• _TO DO_: Transcribe everything in the records, dropping and changing nothing.

· · · ·

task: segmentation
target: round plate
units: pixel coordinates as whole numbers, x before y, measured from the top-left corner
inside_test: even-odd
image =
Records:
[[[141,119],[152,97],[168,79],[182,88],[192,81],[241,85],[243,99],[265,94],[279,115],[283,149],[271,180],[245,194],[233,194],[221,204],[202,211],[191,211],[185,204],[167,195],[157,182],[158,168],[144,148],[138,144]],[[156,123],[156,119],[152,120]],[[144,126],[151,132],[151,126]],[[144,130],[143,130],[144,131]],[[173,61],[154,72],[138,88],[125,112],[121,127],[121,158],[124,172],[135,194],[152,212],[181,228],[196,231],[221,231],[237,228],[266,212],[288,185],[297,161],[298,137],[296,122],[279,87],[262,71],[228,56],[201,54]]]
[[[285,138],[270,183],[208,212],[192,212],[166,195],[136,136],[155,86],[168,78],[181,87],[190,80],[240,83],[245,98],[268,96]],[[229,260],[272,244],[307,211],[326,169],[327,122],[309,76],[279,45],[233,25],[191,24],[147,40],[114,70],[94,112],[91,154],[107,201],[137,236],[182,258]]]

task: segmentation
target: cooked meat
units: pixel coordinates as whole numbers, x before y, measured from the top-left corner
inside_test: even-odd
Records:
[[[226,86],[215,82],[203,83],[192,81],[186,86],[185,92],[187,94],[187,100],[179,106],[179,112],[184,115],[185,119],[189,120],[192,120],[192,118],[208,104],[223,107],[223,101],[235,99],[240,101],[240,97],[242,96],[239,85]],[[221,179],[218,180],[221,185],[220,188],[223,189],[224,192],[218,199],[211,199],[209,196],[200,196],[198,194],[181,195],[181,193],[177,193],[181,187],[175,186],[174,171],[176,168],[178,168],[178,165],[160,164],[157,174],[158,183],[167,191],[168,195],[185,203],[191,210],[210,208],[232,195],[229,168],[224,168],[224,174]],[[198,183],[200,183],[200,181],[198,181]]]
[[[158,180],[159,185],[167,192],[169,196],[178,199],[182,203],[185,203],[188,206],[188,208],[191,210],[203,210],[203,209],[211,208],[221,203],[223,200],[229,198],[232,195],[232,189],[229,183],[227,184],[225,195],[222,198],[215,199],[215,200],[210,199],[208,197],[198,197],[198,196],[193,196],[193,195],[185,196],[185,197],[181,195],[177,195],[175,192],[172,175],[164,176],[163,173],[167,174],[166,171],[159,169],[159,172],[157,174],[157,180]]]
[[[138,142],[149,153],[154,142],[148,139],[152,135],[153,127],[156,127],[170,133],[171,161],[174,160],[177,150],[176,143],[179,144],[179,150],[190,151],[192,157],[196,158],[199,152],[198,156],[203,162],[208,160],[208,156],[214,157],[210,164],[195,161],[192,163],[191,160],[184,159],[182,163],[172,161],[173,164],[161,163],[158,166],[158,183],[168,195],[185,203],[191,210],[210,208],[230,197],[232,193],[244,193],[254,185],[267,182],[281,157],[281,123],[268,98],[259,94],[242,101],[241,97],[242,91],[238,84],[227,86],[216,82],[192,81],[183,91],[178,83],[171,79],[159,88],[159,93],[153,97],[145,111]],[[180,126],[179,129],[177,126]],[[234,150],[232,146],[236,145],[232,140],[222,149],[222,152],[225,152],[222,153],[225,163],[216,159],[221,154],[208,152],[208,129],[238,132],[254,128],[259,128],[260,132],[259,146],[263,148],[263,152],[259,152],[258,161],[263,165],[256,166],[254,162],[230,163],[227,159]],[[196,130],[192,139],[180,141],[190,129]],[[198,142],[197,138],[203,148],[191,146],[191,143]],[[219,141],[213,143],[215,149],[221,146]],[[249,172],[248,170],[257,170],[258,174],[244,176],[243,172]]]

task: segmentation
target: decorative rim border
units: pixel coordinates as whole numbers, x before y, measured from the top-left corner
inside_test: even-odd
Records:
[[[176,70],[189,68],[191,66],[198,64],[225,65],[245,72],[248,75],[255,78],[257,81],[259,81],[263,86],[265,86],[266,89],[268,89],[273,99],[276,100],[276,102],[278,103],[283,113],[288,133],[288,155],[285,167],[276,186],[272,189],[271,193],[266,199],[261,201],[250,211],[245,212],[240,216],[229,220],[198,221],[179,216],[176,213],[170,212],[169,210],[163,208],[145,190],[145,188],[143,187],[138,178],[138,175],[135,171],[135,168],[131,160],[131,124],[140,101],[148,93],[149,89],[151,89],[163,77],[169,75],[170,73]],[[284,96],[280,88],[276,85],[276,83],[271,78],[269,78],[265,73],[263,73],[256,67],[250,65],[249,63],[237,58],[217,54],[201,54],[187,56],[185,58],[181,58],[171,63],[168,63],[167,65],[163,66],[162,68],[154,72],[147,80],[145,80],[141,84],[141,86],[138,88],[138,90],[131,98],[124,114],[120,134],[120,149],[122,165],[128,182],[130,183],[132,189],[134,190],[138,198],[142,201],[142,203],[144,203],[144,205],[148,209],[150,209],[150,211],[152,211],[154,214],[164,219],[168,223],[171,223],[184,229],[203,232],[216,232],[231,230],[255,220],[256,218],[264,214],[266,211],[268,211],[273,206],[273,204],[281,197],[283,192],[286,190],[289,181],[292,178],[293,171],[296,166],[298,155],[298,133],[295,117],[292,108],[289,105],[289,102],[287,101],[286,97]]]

· · · ·

• _WRITTEN RESPONSE_:
task: segmentation
target: round plate
units: pixel coordinates as whole numbers, x before y, measured from the top-left corner
inside_test: even-odd
image =
Records:
[[[141,119],[152,97],[168,79],[182,88],[192,81],[241,85],[243,99],[265,94],[279,115],[283,149],[271,180],[245,194],[233,194],[221,204],[202,211],[191,211],[185,204],[167,195],[157,182],[158,168],[144,148],[138,144]],[[156,123],[156,119],[152,120]],[[144,126],[151,132],[151,126]],[[144,130],[143,130],[144,131]],[[173,61],[154,72],[138,88],[125,112],[121,127],[121,158],[124,172],[135,194],[152,212],[181,228],[196,231],[221,231],[237,228],[266,212],[288,185],[297,161],[298,137],[296,122],[279,87],[262,71],[228,56],[201,54]]]
[[[285,138],[270,183],[208,212],[192,212],[166,195],[136,136],[155,86],[168,78],[181,87],[190,80],[240,83],[245,98],[268,96]],[[229,260],[272,244],[307,211],[326,169],[327,122],[309,76],[279,45],[233,25],[191,24],[147,40],[114,70],[94,112],[91,154],[107,201],[137,236],[182,258]]]

task: segmentation
target: cooked meat
units: pixel coordinates as whole numbers, x before y, measured from the top-left corner
inside_test: even-odd
Records:
[[[226,86],[215,82],[203,83],[192,81],[186,86],[185,92],[187,94],[187,100],[179,106],[179,112],[184,115],[185,119],[189,120],[192,120],[192,118],[208,104],[223,107],[223,101],[235,99],[240,101],[240,97],[242,96],[239,85]],[[221,179],[218,180],[221,185],[220,188],[223,189],[224,192],[218,199],[211,199],[209,196],[200,196],[198,194],[181,195],[181,193],[177,193],[181,187],[175,186],[174,171],[176,168],[178,168],[178,165],[160,164],[157,174],[158,183],[167,191],[168,195],[185,203],[191,210],[210,208],[232,195],[229,168],[224,168],[224,174]],[[198,183],[200,183],[200,181],[198,181]]]
[[[158,180],[159,185],[167,192],[169,196],[178,199],[182,203],[185,203],[188,206],[188,208],[191,210],[203,210],[203,209],[211,208],[221,203],[223,200],[229,198],[232,195],[232,189],[229,183],[227,184],[225,195],[222,198],[215,199],[215,200],[210,199],[208,197],[198,197],[198,196],[193,196],[193,195],[185,196],[185,197],[181,195],[177,195],[175,192],[172,175],[164,176],[163,173],[167,174],[166,171],[159,169],[159,172],[157,174],[157,180]]]
[[[138,142],[149,153],[154,142],[148,139],[152,135],[153,127],[156,127],[170,133],[171,161],[174,160],[177,150],[176,143],[179,144],[179,150],[190,151],[192,157],[196,158],[199,152],[198,156],[203,162],[208,160],[208,156],[214,157],[210,164],[195,161],[192,163],[191,160],[184,159],[182,163],[172,161],[173,164],[161,163],[158,166],[158,183],[168,195],[185,203],[191,210],[210,208],[230,197],[232,193],[244,193],[254,185],[267,182],[281,157],[281,123],[268,98],[259,94],[242,101],[241,97],[242,91],[238,84],[227,86],[216,82],[192,81],[183,91],[178,83],[171,79],[159,88],[159,93],[153,97],[145,111]],[[180,126],[179,129],[177,126]],[[234,150],[232,146],[236,145],[232,140],[222,149],[222,152],[225,152],[222,153],[225,163],[216,159],[221,154],[208,152],[208,129],[238,132],[254,128],[259,128],[260,132],[259,146],[263,148],[263,152],[259,152],[258,161],[263,165],[256,166],[254,162],[230,163],[227,159]],[[196,130],[192,139],[180,141],[190,129]],[[198,142],[197,138],[203,148],[191,146],[191,143]],[[219,141],[213,143],[215,149],[221,146]],[[249,172],[248,170],[257,170],[258,174],[244,176],[243,172]]]

task: segmentation
target: decorative rim border
units: pixel coordinates as whole numbers, x before y, measured from the top-left corner
inside_test: even-odd
Records:
[[[176,70],[189,68],[191,66],[198,64],[225,65],[245,72],[248,75],[255,78],[257,81],[259,81],[263,86],[265,86],[266,89],[268,89],[273,99],[276,100],[276,102],[278,103],[283,113],[288,133],[288,155],[285,167],[276,186],[272,189],[271,193],[266,199],[261,201],[250,211],[245,212],[240,216],[229,220],[198,221],[179,216],[176,213],[170,212],[169,210],[163,208],[145,190],[145,188],[143,187],[138,178],[138,175],[135,171],[135,168],[131,160],[131,124],[140,101],[148,93],[149,89],[151,89],[163,77],[169,75],[170,73]],[[284,96],[280,88],[276,85],[276,83],[271,78],[269,78],[265,73],[263,73],[256,67],[250,65],[249,63],[237,58],[217,54],[201,54],[187,56],[185,58],[181,58],[171,63],[168,63],[167,65],[163,66],[162,68],[154,72],[147,80],[145,80],[141,84],[141,86],[138,88],[138,90],[131,98],[124,114],[120,134],[120,149],[122,165],[128,182],[130,183],[132,189],[134,190],[138,198],[142,201],[142,203],[144,203],[144,205],[148,209],[150,209],[150,211],[152,211],[154,214],[164,219],[168,223],[171,223],[184,229],[203,232],[216,232],[231,230],[255,220],[256,218],[264,214],[266,211],[268,211],[273,206],[273,204],[281,197],[283,192],[286,190],[289,181],[292,178],[293,171],[296,166],[298,155],[298,133],[295,117],[292,108],[289,105],[289,102],[287,101],[286,97]]]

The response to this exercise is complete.